*Listed records*:
'''
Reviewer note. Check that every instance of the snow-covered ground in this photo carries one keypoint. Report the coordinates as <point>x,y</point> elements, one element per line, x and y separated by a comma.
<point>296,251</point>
'''
'''
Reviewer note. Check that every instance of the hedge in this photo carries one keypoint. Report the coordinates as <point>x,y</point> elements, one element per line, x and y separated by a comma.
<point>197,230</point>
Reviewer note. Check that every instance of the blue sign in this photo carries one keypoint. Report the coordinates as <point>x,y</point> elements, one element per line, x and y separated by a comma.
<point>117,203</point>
'''
'''
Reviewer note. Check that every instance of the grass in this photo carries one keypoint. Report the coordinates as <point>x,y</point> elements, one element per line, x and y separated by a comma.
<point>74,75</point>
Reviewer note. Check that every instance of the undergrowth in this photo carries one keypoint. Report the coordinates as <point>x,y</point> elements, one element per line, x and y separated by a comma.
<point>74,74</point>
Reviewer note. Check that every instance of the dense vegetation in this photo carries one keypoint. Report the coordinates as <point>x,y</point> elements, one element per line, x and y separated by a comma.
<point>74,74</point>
'''
Write out, word for word, the part of the entries that opens with the line containing "Reviewer note. Check that every instance of the blue" and closes with the line containing "<point>117,203</point>", including both of those lines.

Reviewer note. Check that every instance of the blue sign in this photo carries one keypoint. Report the coordinates as <point>x,y</point> elements, one element per line, x and y separated by a comma.
<point>117,203</point>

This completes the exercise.